Items listed in a dataset
__________________________________________________
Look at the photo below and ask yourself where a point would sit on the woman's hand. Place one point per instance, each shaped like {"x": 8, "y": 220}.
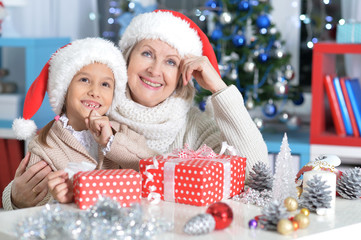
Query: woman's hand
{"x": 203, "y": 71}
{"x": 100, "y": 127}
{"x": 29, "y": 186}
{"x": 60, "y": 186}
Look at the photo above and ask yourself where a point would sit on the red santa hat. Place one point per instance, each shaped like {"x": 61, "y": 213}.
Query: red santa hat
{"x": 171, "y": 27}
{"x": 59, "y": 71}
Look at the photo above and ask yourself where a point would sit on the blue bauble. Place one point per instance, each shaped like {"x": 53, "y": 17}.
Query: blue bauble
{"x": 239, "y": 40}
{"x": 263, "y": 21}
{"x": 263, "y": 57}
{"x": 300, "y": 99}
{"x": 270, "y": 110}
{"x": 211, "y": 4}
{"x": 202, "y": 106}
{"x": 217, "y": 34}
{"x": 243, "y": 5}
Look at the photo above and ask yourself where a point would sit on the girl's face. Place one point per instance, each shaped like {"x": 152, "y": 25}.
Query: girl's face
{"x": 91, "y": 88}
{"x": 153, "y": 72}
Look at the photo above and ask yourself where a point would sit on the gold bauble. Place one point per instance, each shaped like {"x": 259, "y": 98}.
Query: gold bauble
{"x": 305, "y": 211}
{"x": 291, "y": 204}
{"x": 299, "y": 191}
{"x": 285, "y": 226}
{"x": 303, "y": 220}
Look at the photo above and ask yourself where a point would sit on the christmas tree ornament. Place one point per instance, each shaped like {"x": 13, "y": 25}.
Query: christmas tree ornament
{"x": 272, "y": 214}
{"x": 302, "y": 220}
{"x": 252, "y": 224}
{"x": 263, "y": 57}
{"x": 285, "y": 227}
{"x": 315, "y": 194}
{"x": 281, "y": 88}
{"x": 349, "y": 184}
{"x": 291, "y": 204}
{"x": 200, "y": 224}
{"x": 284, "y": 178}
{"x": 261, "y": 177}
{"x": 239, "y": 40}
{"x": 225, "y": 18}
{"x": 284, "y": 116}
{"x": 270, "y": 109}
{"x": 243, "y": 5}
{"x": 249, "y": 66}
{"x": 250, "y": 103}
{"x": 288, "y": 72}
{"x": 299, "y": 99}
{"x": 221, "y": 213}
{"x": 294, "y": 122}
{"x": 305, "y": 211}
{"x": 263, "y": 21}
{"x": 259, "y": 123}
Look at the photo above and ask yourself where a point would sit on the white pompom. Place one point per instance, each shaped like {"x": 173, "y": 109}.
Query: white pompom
__________________________________________________
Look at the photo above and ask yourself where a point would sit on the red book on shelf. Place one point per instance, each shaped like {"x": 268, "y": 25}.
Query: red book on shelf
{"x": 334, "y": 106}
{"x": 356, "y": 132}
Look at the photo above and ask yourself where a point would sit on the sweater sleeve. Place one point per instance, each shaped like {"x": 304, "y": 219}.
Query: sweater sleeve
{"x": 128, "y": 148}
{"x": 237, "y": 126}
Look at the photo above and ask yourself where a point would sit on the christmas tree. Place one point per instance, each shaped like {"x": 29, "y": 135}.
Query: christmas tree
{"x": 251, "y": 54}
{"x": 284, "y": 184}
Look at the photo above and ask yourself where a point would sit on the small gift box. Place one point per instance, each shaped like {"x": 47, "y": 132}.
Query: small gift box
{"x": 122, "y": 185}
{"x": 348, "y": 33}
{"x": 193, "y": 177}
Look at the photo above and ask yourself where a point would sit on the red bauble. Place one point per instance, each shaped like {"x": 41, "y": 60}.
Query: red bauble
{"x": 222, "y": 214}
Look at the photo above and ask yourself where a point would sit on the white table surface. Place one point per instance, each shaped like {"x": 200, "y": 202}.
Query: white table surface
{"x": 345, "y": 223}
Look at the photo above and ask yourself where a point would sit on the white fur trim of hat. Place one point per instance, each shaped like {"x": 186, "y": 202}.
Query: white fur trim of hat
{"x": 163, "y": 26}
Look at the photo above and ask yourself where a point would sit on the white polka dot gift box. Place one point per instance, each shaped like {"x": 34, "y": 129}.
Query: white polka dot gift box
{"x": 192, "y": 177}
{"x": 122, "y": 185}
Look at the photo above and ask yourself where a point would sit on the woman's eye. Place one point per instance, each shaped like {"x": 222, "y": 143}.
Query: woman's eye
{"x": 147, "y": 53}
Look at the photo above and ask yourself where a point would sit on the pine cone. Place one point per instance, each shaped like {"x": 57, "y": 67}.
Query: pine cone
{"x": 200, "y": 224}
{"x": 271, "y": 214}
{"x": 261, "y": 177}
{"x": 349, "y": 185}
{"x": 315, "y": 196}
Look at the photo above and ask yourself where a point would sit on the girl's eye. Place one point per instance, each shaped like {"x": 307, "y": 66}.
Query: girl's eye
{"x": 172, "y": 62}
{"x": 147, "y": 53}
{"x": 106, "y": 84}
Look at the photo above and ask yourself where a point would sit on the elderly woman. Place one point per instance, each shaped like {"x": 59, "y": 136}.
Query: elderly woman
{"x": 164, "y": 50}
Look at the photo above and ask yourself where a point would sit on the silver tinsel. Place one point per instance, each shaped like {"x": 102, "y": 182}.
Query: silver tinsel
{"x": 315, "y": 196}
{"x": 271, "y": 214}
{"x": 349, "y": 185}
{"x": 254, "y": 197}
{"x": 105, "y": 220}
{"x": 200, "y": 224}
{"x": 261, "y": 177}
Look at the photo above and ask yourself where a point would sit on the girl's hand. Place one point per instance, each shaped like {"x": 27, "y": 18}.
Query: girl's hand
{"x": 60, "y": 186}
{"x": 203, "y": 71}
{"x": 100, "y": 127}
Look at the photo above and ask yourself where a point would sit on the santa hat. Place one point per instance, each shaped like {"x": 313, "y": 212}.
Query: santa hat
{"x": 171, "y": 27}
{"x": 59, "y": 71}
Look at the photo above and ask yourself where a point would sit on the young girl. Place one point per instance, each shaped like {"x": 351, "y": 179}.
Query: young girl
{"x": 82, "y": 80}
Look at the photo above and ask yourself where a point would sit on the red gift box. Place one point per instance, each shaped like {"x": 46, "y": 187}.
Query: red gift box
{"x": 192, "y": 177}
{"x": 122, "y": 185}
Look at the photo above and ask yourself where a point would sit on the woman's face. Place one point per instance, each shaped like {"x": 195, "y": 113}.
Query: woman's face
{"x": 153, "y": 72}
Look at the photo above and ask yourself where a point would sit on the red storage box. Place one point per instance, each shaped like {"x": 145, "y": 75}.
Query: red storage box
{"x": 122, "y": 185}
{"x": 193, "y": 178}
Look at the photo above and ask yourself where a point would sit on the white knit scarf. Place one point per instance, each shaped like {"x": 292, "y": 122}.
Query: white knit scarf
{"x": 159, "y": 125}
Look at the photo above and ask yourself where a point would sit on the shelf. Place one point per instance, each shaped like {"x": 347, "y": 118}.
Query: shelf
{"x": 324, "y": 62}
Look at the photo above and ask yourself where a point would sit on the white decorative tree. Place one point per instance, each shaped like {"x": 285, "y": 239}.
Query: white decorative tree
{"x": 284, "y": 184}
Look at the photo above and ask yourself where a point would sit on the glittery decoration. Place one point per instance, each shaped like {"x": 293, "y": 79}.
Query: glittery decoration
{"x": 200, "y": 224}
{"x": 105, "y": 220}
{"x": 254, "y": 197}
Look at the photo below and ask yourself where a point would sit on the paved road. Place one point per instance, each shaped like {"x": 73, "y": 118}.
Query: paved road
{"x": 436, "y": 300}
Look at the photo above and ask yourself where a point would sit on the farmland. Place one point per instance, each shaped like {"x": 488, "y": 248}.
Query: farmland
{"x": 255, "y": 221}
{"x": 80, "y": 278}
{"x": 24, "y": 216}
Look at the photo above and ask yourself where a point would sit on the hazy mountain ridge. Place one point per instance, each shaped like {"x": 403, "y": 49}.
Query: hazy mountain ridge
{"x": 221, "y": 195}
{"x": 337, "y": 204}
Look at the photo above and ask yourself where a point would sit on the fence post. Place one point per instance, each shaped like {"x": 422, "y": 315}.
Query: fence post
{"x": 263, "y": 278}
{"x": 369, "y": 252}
__________________________________________________
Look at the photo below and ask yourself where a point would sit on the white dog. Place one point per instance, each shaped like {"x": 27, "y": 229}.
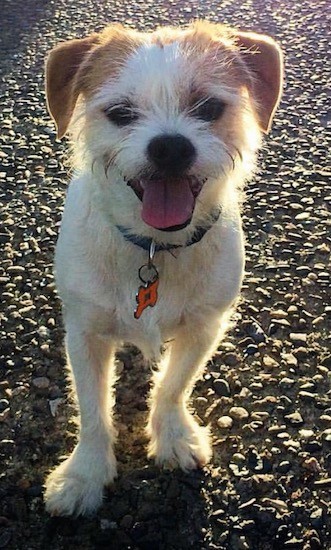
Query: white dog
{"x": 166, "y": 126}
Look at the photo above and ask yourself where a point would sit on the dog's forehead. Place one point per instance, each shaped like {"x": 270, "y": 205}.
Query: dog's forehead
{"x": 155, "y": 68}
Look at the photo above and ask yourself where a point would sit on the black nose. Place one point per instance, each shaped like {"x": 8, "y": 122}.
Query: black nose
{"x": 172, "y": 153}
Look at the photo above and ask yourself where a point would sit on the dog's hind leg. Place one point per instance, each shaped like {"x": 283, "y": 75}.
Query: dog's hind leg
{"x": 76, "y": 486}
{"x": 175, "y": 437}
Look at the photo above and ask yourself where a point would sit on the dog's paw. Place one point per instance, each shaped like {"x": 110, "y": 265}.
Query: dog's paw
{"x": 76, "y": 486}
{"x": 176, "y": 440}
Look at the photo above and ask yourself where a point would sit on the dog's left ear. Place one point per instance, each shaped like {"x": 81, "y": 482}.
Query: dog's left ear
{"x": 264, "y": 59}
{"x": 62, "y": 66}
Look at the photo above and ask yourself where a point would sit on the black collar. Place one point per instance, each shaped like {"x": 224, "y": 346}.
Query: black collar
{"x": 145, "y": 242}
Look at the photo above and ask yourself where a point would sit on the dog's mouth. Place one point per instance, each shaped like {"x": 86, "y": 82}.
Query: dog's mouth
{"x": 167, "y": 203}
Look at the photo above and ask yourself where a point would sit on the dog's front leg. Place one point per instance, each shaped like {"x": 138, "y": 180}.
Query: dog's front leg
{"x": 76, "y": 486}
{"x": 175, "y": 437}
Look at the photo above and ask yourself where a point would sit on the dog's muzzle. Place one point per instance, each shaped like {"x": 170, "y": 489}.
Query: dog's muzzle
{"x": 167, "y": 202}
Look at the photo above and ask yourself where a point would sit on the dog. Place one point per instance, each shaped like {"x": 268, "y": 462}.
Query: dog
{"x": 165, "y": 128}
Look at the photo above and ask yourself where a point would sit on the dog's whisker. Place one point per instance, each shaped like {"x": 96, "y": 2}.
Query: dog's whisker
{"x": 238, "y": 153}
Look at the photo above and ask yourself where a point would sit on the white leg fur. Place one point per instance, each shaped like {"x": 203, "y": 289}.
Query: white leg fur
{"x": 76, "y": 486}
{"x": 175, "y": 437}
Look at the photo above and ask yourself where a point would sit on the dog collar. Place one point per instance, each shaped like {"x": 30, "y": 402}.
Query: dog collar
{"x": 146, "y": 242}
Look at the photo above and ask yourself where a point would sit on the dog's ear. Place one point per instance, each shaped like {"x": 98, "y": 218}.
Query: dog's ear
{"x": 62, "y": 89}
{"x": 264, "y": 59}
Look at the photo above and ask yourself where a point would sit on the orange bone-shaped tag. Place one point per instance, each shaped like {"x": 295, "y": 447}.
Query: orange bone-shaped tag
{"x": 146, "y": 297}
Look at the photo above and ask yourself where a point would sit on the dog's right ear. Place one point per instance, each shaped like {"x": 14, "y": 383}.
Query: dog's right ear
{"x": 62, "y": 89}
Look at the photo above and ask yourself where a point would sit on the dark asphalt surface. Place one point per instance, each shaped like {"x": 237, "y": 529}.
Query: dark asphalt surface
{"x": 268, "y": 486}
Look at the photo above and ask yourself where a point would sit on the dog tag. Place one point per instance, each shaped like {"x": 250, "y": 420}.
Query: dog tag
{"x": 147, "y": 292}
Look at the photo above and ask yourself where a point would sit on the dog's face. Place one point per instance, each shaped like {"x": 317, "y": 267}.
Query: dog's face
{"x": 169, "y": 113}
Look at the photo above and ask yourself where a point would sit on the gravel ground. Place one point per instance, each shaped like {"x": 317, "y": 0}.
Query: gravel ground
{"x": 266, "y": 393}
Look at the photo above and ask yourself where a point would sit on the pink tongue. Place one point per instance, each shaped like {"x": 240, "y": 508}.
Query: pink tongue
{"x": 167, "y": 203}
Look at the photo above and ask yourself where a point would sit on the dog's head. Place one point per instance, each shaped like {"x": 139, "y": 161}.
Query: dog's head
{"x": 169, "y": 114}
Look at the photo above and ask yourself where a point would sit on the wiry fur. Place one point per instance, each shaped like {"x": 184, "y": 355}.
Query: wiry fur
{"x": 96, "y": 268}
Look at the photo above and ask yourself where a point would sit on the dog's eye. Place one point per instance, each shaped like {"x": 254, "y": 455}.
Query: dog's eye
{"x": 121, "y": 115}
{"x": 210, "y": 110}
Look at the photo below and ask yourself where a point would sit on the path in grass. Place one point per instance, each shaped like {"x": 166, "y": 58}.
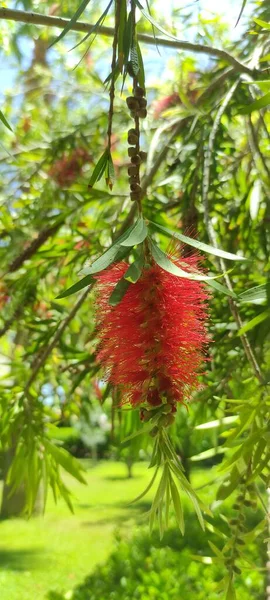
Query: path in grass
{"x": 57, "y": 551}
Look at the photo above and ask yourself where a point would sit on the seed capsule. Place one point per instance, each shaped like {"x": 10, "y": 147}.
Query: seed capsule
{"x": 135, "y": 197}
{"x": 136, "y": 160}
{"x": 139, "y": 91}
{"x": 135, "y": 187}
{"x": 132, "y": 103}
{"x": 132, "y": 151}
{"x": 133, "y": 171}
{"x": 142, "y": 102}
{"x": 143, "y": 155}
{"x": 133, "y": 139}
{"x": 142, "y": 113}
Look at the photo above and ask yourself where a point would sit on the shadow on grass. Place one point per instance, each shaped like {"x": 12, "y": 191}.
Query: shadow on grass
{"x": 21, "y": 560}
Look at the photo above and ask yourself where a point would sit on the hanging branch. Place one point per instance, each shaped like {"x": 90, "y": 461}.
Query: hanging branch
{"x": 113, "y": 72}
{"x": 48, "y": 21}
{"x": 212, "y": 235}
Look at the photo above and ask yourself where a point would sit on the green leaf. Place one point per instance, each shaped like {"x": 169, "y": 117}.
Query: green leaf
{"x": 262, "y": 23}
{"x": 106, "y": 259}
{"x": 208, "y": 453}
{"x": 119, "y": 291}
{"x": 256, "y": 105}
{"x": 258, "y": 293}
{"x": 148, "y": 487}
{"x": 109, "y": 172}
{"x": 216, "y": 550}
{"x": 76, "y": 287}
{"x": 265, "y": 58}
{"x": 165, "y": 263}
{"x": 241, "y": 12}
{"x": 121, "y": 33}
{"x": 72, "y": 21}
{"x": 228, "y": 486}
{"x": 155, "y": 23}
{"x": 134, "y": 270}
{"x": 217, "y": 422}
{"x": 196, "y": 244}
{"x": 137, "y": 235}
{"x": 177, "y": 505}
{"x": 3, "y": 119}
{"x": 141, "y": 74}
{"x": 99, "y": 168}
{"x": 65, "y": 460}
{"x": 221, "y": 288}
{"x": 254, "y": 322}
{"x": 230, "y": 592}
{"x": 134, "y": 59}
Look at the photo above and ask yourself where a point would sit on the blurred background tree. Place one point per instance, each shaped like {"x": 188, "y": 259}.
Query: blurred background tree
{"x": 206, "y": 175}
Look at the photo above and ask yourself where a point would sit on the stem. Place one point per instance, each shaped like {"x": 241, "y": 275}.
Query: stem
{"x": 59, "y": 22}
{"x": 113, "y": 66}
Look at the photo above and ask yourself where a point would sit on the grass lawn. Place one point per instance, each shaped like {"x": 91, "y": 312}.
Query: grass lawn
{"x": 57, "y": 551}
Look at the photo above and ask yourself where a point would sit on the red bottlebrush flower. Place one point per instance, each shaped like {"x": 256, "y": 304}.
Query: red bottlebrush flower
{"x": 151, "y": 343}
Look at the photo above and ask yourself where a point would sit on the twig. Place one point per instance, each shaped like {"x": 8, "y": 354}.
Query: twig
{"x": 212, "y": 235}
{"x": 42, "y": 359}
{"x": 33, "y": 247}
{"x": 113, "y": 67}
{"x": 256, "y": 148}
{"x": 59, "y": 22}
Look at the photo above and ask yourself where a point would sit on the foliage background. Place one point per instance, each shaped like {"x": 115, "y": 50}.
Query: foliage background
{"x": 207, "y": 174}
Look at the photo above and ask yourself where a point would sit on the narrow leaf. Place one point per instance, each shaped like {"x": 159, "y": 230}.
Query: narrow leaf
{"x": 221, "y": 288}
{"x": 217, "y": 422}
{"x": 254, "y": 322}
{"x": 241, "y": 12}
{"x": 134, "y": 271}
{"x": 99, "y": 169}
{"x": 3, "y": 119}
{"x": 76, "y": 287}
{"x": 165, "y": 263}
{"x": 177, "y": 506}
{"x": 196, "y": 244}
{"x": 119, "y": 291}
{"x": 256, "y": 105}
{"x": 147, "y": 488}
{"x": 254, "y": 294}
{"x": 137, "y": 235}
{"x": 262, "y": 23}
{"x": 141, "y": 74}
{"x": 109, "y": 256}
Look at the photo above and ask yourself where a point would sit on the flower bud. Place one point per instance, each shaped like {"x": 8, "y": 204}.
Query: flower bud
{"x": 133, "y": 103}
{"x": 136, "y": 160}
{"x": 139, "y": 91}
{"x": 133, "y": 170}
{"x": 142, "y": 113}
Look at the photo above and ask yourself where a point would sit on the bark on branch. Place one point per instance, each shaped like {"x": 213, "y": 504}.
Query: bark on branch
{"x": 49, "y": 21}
__________________________________________________
_PROBLEM STATEMENT_
Look above for the line that contains "on the dog.". Starting there, transcribe every line exactly until you have copied the line that contains "the dog's whisker.".

_REPLY_
Look at the photo above and ask yourself where a point would sit on the dog. Place one point per instance, each shaped like {"x": 268, "y": 462}.
Query: dog
{"x": 165, "y": 128}
Look at the photo above and ask yourself where a point would sit on the dog's whisker. Place one point per instance, each shaped like {"x": 96, "y": 2}.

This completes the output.